Читаем Проходные дворы биографии полностью

Н.Б.: Это сейчас они в ужасе, а когда доживут до нашего возраста, начнут вязать из этого мохера.

У меня – мохер, а у Александра Анатольевича – везде рассованы рулоны скотча. Он приклеивает им отваливающиеся дверцы шкафов, ножки стульев, розетки. При этом честно признает, что это «времянка». И он прав: его «времянка» очень быстро ломается. В принципе он любит порядок и уют в доме, но не терпит шума пылесоса, стиральной машины, стука молотка (стучу им, понятно, я). И, если за полночь от нас разъезжаются друзья и я начинаю мыть посуду, Шура мне говорит: «Оставь, пойдем спать. Потом вымоется». Это «-ся» означает – мой, но не при мне.

### ИСХОДНЫЕ ЗАПИСИ
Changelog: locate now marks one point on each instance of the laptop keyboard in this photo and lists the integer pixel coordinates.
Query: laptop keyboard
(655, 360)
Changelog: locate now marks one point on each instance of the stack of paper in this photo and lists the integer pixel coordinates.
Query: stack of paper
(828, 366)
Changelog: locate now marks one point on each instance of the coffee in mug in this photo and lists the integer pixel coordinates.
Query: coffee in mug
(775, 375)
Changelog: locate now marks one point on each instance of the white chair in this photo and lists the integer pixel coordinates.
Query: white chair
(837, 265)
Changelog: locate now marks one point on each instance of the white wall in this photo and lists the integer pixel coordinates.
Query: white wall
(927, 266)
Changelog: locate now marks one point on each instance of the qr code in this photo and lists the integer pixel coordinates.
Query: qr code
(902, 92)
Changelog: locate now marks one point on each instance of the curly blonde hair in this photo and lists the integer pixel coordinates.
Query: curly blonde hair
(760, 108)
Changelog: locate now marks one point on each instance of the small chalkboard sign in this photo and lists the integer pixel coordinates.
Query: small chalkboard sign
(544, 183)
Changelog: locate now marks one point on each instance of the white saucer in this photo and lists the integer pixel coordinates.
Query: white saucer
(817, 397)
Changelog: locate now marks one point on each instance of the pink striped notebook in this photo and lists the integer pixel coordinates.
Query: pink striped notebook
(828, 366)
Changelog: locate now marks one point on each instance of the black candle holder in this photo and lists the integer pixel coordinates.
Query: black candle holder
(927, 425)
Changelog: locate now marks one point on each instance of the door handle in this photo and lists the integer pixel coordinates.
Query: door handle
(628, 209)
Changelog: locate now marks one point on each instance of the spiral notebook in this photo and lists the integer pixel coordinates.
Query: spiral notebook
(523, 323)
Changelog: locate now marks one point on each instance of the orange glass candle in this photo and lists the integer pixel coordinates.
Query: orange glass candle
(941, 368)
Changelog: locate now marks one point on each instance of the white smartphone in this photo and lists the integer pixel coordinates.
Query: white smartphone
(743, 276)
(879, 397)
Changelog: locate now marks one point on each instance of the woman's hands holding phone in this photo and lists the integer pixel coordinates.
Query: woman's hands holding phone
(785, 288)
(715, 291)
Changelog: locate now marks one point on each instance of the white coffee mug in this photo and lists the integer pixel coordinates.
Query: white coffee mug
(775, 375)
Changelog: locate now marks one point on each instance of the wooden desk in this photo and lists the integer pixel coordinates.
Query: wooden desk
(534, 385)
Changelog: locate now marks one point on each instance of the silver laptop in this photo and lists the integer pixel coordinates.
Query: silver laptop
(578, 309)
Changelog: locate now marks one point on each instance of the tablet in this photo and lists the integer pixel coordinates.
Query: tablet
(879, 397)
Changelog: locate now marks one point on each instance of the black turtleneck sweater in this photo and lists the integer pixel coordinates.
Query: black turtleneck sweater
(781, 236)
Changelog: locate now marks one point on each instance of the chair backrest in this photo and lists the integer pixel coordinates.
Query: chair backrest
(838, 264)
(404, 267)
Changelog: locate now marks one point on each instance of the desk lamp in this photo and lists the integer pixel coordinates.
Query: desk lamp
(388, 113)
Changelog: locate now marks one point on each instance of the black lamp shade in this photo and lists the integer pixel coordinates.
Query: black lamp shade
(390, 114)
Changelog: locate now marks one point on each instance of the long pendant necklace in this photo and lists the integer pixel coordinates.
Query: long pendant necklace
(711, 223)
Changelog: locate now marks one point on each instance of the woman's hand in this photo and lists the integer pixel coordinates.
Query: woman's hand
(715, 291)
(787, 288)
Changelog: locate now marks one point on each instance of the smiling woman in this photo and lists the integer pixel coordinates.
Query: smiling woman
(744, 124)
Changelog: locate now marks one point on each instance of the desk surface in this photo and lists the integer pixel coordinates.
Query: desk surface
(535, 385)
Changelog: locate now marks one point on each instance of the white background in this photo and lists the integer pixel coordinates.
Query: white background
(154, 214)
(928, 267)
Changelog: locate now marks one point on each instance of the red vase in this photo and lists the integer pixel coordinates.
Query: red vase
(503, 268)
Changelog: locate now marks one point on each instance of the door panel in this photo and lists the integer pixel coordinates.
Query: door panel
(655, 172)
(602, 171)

### ЗАДАНИЯ
a - Определите, согласуется ли с отрывком каждое из трех утверждений, и ответьте «да» или «нет», точно процитировав решающие слова отрывка. (i) Александр Анатольевич приклеивает скотчем ножки стульев. (ii) Александр Анатольевич не любит порядок в доме. (iii) Когда друзья разъезжаются за полночь, Шура предлагает оставить посуду.
b - Перепечатайте без изменений часть отрывка от слов «Читаем Проходные дворы» до слов «не при мне.» включительно.
Записи с отрывком никак не связаны.

### ОТВЕТЫ
a -
(i) Да: «Он приклеивает им отваливающиеся дверцы шкафов, ножки стульев, розетки».
(ii) Нет: «В принципе он любит порядок и уют в доме».
(iii) Да: «Оставь, пойдем спать. Потом вымоется».

b -
Читаем Проходные дворы биографии полностью

Н.Б.: Это сейчас они в ужасе, а когда доживут до нашего возраста, начнут вязать из этого мохера.

У меня – мохер, а у Александра Анатольевича – везде рассованы рулоны скотча. Он приклеивает им отваливающиеся дверцы шкафов, ножки стульев, розетки. При этом честно признает, что это «времянка». И он прав: его «времянка» очень быстро ломается. В принципе он любит порядок и уют в доме, но не терпит шума пылесоса, стиральной машины, стука молотка (стучу им, понятно, я). И, если за полночь от нас разъезжаются друзья и я начинаю мыть посуду, Шура мне говорит: «Оставь, пойдем спать. Потом вымоется». Это «-ся» означает – мой, но не при мне.